*Exercise instructions*. Replicate the data exactly, every line included.

*The data*.

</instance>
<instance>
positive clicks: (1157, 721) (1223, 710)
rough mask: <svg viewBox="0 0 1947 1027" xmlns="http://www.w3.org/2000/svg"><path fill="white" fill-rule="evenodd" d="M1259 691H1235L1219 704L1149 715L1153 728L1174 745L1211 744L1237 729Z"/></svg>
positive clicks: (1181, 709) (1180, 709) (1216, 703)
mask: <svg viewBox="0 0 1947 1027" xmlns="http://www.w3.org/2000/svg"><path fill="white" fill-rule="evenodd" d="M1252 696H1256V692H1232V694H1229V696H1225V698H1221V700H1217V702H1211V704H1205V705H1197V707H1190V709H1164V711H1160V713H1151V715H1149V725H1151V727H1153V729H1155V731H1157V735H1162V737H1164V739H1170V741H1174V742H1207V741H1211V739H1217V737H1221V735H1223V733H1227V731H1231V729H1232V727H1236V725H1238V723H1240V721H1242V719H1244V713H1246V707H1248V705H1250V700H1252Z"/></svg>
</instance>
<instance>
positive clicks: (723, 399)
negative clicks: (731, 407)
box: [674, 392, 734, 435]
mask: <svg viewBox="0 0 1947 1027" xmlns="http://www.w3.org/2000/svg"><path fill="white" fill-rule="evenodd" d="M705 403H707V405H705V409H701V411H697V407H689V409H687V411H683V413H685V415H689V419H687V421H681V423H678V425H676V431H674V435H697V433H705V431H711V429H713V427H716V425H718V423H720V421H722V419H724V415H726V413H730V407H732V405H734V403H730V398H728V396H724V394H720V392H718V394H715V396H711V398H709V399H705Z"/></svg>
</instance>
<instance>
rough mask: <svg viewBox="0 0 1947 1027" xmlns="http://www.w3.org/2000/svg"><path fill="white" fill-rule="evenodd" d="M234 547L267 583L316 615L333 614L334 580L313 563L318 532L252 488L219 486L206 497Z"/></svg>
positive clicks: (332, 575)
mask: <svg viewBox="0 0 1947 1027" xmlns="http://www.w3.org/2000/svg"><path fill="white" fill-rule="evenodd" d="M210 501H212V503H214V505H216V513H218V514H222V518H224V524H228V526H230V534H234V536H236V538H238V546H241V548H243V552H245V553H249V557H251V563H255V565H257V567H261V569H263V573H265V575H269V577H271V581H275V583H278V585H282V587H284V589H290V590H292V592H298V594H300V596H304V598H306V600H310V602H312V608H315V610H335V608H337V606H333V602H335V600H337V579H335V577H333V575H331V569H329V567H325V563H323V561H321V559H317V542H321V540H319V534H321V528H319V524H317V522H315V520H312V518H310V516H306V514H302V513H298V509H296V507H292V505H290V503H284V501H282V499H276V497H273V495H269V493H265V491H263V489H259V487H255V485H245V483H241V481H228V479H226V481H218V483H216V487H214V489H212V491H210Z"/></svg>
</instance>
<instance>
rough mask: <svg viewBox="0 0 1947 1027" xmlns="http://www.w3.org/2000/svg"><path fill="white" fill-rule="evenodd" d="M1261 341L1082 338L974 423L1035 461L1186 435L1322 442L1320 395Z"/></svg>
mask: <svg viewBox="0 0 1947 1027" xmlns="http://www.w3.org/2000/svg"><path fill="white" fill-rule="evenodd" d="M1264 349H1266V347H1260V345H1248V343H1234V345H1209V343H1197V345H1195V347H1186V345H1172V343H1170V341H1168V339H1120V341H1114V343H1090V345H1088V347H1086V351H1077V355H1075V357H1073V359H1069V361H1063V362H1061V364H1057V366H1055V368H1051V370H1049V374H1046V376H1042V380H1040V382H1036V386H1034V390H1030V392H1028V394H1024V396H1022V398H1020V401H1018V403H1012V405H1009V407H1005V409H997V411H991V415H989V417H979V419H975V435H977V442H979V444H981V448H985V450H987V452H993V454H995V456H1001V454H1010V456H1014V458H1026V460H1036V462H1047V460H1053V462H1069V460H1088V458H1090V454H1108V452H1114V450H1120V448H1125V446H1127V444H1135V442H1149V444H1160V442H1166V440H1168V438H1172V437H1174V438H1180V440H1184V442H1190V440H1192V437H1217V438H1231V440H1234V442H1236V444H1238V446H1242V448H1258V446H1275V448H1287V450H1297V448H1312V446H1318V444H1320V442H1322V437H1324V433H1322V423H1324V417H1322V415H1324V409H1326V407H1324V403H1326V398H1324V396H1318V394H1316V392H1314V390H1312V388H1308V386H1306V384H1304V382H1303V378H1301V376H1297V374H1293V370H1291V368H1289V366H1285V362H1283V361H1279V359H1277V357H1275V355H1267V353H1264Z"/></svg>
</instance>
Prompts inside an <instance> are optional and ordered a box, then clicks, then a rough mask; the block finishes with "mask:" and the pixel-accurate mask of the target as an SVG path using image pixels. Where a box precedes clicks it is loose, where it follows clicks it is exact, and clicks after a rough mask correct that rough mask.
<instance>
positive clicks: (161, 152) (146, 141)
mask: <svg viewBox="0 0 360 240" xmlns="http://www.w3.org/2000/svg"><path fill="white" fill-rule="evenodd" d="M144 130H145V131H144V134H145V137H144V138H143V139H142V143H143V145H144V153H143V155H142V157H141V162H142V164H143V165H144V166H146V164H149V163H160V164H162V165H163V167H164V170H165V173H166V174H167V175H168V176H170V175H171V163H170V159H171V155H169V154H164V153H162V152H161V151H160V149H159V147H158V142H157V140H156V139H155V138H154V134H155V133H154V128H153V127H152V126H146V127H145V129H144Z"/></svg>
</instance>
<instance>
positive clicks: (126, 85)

*Problem solution*.
</instance>
<instance>
positive clicks: (1157, 721) (1223, 710)
rough mask: <svg viewBox="0 0 1947 1027" xmlns="http://www.w3.org/2000/svg"><path fill="white" fill-rule="evenodd" d="M1259 691H1235L1219 704L1149 715L1153 728L1174 745L1211 744L1237 729Z"/></svg>
positive clicks: (1181, 709) (1180, 709) (1216, 703)
mask: <svg viewBox="0 0 1947 1027" xmlns="http://www.w3.org/2000/svg"><path fill="white" fill-rule="evenodd" d="M1252 696H1256V692H1232V694H1229V696H1225V698H1221V700H1217V702H1211V704H1205V705H1197V707H1190V709H1164V711H1160V713H1151V715H1149V725H1151V727H1153V729H1155V731H1157V735H1162V737H1164V739H1170V741H1174V742H1207V741H1211V739H1217V737H1221V735H1223V733H1227V731H1231V729H1232V727H1236V725H1238V723H1240V721H1242V719H1244V713H1246V707H1248V705H1250V700H1252Z"/></svg>
</instance>
<instance>
positive clicks: (723, 399)
negative clicks: (731, 407)
box: [674, 392, 734, 435]
mask: <svg viewBox="0 0 1947 1027" xmlns="http://www.w3.org/2000/svg"><path fill="white" fill-rule="evenodd" d="M705 403H707V405H705V409H701V411H697V407H689V409H687V411H683V413H685V415H689V419H687V421H681V423H678V425H676V431H674V435H697V433H705V431H711V429H713V427H716V425H718V423H720V421H722V419H724V415H726V413H730V407H732V405H734V403H730V398H728V396H724V394H720V392H718V394H715V396H711V398H709V399H705Z"/></svg>
</instance>
<instance>
rough mask: <svg viewBox="0 0 1947 1027" xmlns="http://www.w3.org/2000/svg"><path fill="white" fill-rule="evenodd" d="M234 547L267 583L316 615L333 614L334 580L313 563L318 532L252 488L219 486L206 497Z"/></svg>
positive clicks: (332, 575)
mask: <svg viewBox="0 0 1947 1027" xmlns="http://www.w3.org/2000/svg"><path fill="white" fill-rule="evenodd" d="M210 501H212V503H214V505H216V513H218V514H222V518H224V524H228V526H230V534H234V536H236V538H238V546H241V548H243V552H245V553H249V557H251V563H255V565H257V567H261V569H263V573H265V575H269V577H271V581H275V583H278V585H282V587H284V589H290V590H292V592H298V594H300V596H304V598H306V600H310V602H312V608H315V610H335V608H337V606H333V602H335V600H337V579H335V577H333V575H331V569H329V567H325V563H323V561H321V559H317V542H321V540H319V534H321V528H319V524H317V522H315V520H312V518H310V516H306V514H302V513H298V509H296V507H292V505H290V503H284V501H282V499H276V497H273V495H269V493H265V491H263V489H259V487H255V485H245V483H241V481H228V479H226V481H218V483H216V487H214V489H212V491H210Z"/></svg>
</instance>
<instance>
rough mask: <svg viewBox="0 0 1947 1027" xmlns="http://www.w3.org/2000/svg"><path fill="white" fill-rule="evenodd" d="M1261 341L1082 338L974 423L1035 461L1186 435L1322 442L1320 395Z"/></svg>
mask: <svg viewBox="0 0 1947 1027" xmlns="http://www.w3.org/2000/svg"><path fill="white" fill-rule="evenodd" d="M1264 349H1266V347H1260V345H1248V343H1234V345H1209V343H1197V345H1195V347H1186V345H1172V343H1170V341H1168V339H1120V341H1114V343H1090V345H1088V347H1086V351H1077V355H1075V357H1073V359H1069V361H1063V362H1061V364H1057V366H1055V368H1051V370H1049V374H1046V376H1042V380H1040V382H1036V386H1034V390H1030V392H1028V394H1024V396H1022V398H1020V401H1018V403H1012V405H1009V407H1005V409H997V411H991V415H989V417H979V419H975V435H977V442H979V444H981V448H985V450H987V452H993V454H995V456H1001V454H1010V456H1014V458H1026V460H1036V462H1047V460H1053V462H1069V460H1088V458H1090V454H1108V452H1114V450H1120V448H1125V446H1127V444H1135V442H1149V444H1160V442H1166V440H1168V438H1172V437H1174V438H1180V440H1184V442H1190V440H1192V437H1217V438H1231V440H1234V442H1236V444H1238V446H1242V448H1258V446H1275V448H1287V450H1297V448H1312V446H1318V444H1320V442H1322V437H1324V433H1322V423H1324V417H1322V415H1324V409H1326V407H1324V403H1326V398H1324V396H1318V394H1316V392H1314V390H1312V388H1308V386H1306V384H1304V382H1303V378H1301V376H1297V374H1293V370H1291V368H1289V366H1285V362H1283V361H1279V359H1277V357H1275V355H1267V353H1264Z"/></svg>
</instance>
Prompts inside an <instance> are optional and ordered a box, then clicks, then a rough mask; the block finishes with "mask:" and the pixel-accurate mask of the target as an SVG path using image pixels. Where a box precedes clicks it is loose, where it follows clicks it is exact, and clicks after a rough mask correct that rough mask.
<instance>
positive clicks: (161, 152) (146, 141)
mask: <svg viewBox="0 0 360 240" xmlns="http://www.w3.org/2000/svg"><path fill="white" fill-rule="evenodd" d="M144 130H145V131H144V134H145V137H144V138H143V139H142V143H143V145H144V153H143V155H142V157H141V162H142V164H143V165H144V166H146V164H149V163H160V164H162V165H163V167H164V170H165V173H166V174H167V175H168V176H170V175H171V163H170V159H171V155H169V154H164V153H162V152H161V151H160V149H159V147H158V142H157V140H156V139H155V138H154V134H155V133H154V128H153V127H152V126H146V127H145V129H144Z"/></svg>
</instance>
<instance>
positive clicks: (126, 85)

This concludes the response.